■ **OBJECTIVE**
Reproduce all records exactly.

--------

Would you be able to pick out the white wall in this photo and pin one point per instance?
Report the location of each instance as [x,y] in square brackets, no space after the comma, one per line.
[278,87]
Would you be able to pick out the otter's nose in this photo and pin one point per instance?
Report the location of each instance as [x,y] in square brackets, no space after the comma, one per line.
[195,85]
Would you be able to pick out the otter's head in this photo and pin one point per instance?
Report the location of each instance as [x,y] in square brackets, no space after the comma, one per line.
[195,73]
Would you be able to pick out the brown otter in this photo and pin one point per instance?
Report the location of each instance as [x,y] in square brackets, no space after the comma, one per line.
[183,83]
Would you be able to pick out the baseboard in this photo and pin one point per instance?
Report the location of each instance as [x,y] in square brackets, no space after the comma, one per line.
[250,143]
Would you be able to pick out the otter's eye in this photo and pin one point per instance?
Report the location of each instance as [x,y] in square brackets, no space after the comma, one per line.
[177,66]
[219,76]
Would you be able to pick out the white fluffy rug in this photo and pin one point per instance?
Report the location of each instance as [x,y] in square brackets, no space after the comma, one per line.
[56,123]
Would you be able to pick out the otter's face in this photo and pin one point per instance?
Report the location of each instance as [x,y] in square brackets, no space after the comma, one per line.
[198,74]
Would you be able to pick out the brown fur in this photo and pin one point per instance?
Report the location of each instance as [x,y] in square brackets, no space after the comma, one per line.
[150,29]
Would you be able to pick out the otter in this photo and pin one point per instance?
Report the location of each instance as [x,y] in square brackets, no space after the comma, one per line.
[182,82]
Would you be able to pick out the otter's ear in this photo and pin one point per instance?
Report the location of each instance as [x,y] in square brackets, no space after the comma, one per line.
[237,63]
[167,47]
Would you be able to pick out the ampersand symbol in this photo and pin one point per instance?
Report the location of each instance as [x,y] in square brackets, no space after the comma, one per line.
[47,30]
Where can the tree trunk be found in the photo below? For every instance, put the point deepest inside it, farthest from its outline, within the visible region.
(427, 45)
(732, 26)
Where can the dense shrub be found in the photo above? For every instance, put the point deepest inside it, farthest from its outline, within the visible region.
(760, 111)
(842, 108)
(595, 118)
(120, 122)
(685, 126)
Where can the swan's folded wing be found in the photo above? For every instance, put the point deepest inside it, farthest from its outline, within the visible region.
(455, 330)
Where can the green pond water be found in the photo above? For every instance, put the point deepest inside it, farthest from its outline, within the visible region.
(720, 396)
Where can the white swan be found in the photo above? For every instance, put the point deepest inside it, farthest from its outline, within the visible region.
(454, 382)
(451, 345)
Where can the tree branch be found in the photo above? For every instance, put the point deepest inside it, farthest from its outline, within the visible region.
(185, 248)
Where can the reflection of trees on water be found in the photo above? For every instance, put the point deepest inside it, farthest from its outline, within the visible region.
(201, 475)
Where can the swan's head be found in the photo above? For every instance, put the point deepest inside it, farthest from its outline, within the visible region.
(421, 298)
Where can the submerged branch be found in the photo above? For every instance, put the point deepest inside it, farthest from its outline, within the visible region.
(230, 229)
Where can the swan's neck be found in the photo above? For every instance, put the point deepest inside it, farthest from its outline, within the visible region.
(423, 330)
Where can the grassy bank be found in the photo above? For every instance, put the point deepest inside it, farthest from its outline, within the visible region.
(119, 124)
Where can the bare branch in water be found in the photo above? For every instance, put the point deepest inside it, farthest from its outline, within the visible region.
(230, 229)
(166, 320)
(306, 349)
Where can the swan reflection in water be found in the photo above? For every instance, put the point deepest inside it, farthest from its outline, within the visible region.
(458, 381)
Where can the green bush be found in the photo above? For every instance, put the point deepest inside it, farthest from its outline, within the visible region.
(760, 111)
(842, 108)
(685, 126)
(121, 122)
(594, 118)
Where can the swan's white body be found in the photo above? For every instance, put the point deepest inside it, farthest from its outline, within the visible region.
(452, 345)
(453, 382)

--------

■ **EXERCISE RESPONSE**
Would you be able to pick out the white wall in this photo and pin one point per instance?
Report the location of each instance as [x,y] in square brackets, no space after the comma, one per line.
[278,87]
Would you be able to pick out the otter's nose in this photo and pin one point per instance?
Report the location of each instance as [x,y] in square brackets, no space after the comma, one per line.
[195,85]
Would you be able to pick out the otter's head in this photo and pin one point per instance?
Report the location of each instance as [x,y] in square brackets, no space after the comma, one per line.
[195,73]
Would you be able to pick out the brown otter in this photo and pin one point per instance?
Report the location of each instance as [x,y] in square brackets, no space after the comma, one per line.
[183,83]
Would you be able to pick out the baseboard in this photo and pin one point per instance?
Report the location of each instance as [x,y] in square brackets, no space after the comma, one per line.
[250,143]
Would you be able to pick out the otter's eye in this photo and pin one point per instance?
Report the location of each instance as [x,y] in square brackets, no space after the comma, one per line.
[177,66]
[219,76]
Would you be able to pick out the white fluffy rug in this photo and pin one point per instance?
Report the location of each instance as [x,y] in square brackets, no space after the comma, one per line.
[56,123]
Would you be able to pick out the otter's face in this photo and pin one point per instance?
Report the location of each instance as [x,y] in square brackets, no space after the comma, one per line.
[198,74]
Would you be able to pick out the brown fur in this photo and pin one point per instance?
Report the location of each instance as [x,y] in square brackets, no space after the comma, one per line.
[150,29]
Would you be able to pick out the otter in this photo and pin one point per instance?
Report the location of each instance as [x,y] in square brackets, no space after the comma, one per line.
[182,82]
Would you be able to pick out the otter's ear in this photo and pin one point per instance?
Report the location of each instance as [x,y] in square brackets, no space after the comma, one per line.
[237,63]
[167,47]
Would you be able to pick out the ampersand symbol in this photo and pin one point per instance?
Report the location of each instance as [x,y] in square brackets, no space after the comma, one per line.
[47,30]
Where can the tree trunk be found in the photo below? For every instance, put the point deepest inside it, farthest from its outline, within the visible region.
(427, 45)
(732, 26)
Where can the dense shrub be found in the photo above? For every instance, put the point deepest inside it, farthest from its outline, within the visible region.
(760, 111)
(842, 108)
(595, 118)
(120, 122)
(685, 126)
Where can the swan's folded wing be found in the photo above? For every instance, put the point deepest inside it, farthest from its outline, within the visible region.
(455, 330)
Where can the green pond water be found in the photo above? For every instance, put the point deepest inside it, farthest from its outline, within the visible region.
(720, 396)
Where can the white swan be found in the photo above? For every instance, put the point deepest inside it, farthest from its outline, within the visible region.
(454, 382)
(451, 345)
Where can the tree branch be found in the photo above? For every instance, put the point deepest inside it, farthest from its outline, within the visible region.
(185, 248)
Where can the reflection of trees on water be found in the photo above? For every instance, put the point deepest inside it, farthest from its outline, within the visible region.
(201, 475)
Where can the swan's head be found in the photo above? For every instance, put the point deepest inside it, farthest from its outline, within the visible region.
(421, 298)
Where can the submerged branch be found in the photo above? For every instance, put the point deepest inside it, farthest from its outline, within the visible region.
(230, 229)
Where can the swan's neck be found in the photo above? For every instance, put the point deepest inside it, farthest from its outline, within the visible region.
(423, 330)
Where can the grassy bank be found in the photo above? For every instance, put the point deepest inside it, farthest from its outline, within the visible region.
(119, 124)
Where can the bare branch in water be found in the photo above? For every instance, put the point deepest inside it, farthest from its outline, within the visible region.
(230, 229)
(166, 320)
(306, 349)
Where can the swan reflection in water be found in the photo above? For every instance, put the point deepest inside it, farthest from its outline, within the visible region.
(458, 381)
Where can the green bush be found in the photo above? For every instance, put the point deepest inside it, farthest from its outline, within the visible region.
(760, 111)
(842, 108)
(685, 126)
(121, 122)
(594, 118)
Where can the swan's white body be found in the photo above? For every instance, put the point deepest inside it, farthest from its outline, within the visible region.
(452, 345)
(453, 382)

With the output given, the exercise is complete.